- Aim of the task: Which lines below contain the word "instance"? Copy each one.

- Entries provided:
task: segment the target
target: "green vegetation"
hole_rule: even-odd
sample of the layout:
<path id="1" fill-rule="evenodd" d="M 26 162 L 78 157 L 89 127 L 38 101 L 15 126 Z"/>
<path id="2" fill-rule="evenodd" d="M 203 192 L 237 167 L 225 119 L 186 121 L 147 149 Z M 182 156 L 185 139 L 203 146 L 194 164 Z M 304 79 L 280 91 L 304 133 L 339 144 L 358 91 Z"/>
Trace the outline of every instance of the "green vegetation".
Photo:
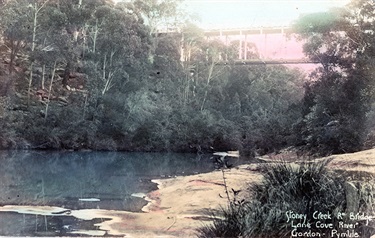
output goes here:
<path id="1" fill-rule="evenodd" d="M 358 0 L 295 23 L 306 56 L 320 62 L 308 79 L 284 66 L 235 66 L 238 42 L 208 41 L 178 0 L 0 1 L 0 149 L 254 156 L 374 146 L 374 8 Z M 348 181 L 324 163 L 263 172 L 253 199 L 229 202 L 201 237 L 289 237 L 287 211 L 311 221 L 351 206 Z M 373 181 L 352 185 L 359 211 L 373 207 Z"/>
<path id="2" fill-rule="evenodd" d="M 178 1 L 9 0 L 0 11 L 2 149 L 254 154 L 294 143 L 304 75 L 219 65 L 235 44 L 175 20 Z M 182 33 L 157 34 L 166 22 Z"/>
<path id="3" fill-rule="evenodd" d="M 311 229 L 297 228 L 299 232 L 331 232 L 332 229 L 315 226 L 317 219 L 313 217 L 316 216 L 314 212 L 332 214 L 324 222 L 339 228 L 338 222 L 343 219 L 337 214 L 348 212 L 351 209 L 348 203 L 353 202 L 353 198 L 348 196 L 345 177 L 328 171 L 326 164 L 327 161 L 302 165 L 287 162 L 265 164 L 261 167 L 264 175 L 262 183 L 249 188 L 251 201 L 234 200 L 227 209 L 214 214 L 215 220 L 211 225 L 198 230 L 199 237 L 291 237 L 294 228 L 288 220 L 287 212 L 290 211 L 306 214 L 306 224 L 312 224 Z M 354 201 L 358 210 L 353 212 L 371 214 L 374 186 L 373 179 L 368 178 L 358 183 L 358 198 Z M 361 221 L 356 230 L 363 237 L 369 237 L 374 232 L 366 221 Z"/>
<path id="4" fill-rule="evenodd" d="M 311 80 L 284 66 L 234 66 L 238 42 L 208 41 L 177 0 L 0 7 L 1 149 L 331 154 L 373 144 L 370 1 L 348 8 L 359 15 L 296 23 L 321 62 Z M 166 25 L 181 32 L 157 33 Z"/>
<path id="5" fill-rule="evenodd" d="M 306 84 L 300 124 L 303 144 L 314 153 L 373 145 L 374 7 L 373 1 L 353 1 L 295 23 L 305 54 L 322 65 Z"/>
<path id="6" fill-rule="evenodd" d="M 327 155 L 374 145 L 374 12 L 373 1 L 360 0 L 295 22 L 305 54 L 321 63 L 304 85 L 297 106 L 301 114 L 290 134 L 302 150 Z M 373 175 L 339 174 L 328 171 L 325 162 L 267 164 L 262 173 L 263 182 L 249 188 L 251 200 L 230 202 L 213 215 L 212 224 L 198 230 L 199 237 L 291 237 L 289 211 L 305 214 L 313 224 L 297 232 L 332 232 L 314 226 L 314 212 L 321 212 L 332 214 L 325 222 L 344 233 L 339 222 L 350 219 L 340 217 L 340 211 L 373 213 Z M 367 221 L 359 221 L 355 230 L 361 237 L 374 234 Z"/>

---

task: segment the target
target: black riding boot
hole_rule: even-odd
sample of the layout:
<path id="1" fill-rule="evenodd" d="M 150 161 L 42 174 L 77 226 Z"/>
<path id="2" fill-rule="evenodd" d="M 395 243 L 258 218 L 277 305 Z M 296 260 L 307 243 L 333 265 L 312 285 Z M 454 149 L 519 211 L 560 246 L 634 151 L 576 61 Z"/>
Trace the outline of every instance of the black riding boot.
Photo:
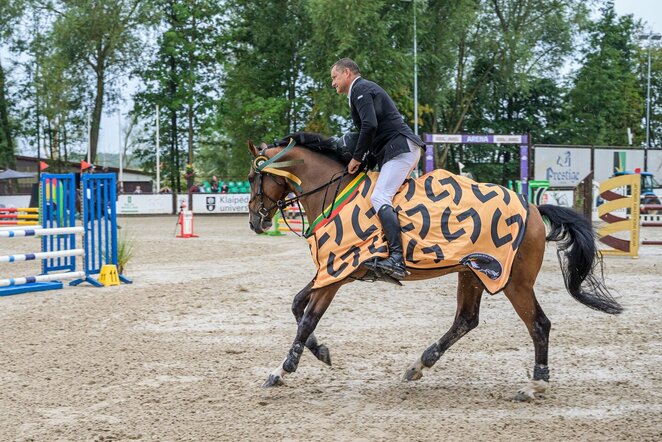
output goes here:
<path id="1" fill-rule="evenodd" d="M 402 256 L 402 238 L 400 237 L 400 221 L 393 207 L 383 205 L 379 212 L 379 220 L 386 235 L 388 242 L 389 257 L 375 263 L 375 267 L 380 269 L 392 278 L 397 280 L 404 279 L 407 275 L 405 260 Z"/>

- Response for this exercise:
Trace the outline of every instance of the "green vegetation".
Trace the outline of every instance of the black riding boot.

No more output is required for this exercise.